WHAT YOU ARE ASKED TO DO —
Filter this material down to the lines that hold "white", copying each one.
━━ INFORMATION GIVEN
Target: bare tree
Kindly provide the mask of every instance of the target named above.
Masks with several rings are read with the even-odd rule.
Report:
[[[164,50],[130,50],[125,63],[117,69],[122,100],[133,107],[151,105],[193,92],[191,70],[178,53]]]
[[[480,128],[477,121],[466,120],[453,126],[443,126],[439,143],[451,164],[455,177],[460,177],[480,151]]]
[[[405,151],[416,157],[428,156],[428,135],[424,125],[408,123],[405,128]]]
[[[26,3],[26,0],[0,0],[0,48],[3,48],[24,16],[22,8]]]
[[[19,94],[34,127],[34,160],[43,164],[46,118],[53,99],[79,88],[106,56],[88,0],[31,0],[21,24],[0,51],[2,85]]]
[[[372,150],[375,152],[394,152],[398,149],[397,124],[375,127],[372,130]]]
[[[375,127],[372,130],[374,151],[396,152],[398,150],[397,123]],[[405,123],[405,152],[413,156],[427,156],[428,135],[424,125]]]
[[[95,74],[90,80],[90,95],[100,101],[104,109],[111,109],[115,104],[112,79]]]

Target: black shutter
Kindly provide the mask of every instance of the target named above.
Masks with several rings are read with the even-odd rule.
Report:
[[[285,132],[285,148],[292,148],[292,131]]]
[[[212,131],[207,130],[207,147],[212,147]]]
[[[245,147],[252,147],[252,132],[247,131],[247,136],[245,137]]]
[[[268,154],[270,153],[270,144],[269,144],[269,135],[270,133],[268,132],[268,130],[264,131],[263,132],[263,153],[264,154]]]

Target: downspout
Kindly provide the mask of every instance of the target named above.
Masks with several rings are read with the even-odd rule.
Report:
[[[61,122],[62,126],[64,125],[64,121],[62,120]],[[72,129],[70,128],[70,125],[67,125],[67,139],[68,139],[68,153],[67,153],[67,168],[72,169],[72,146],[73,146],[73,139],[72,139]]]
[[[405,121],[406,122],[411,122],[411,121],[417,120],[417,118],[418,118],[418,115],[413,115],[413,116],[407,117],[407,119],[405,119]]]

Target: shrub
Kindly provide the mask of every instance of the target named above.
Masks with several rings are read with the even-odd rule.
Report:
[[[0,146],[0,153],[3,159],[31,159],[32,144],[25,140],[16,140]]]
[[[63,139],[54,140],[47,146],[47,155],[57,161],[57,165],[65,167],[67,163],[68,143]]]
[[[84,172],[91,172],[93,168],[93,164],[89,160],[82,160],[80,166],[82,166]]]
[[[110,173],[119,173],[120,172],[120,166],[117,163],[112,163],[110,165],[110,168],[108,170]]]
━━━━
━━ INFORMATION GIVEN
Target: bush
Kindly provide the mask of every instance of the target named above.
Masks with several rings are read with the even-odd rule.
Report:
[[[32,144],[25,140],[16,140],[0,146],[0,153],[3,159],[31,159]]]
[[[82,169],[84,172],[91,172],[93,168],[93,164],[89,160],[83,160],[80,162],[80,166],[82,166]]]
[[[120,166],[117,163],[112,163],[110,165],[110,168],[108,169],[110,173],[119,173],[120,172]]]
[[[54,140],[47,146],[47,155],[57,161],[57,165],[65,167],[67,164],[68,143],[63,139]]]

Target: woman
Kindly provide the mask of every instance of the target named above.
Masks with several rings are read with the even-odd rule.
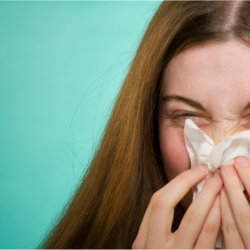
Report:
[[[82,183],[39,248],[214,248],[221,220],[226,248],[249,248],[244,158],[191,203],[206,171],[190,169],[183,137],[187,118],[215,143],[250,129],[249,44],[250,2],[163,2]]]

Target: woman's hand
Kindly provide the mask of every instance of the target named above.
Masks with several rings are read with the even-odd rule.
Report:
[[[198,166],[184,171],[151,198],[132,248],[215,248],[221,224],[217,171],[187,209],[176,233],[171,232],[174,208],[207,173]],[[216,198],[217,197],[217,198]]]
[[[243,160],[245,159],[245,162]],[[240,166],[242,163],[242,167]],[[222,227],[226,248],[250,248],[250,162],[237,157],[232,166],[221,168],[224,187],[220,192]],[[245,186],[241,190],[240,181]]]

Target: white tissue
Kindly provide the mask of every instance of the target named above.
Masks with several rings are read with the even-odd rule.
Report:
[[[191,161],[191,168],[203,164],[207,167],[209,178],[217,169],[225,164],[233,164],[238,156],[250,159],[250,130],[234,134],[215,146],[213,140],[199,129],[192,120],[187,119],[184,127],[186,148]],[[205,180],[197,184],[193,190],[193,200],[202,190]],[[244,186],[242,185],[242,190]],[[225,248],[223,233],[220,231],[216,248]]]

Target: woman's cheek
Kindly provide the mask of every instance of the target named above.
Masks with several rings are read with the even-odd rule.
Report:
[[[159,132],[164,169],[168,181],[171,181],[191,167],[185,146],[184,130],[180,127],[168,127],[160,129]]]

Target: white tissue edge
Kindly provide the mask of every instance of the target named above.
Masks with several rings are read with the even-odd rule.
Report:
━━━━
OUTPUT —
Target: white tissue
Target: white tissue edge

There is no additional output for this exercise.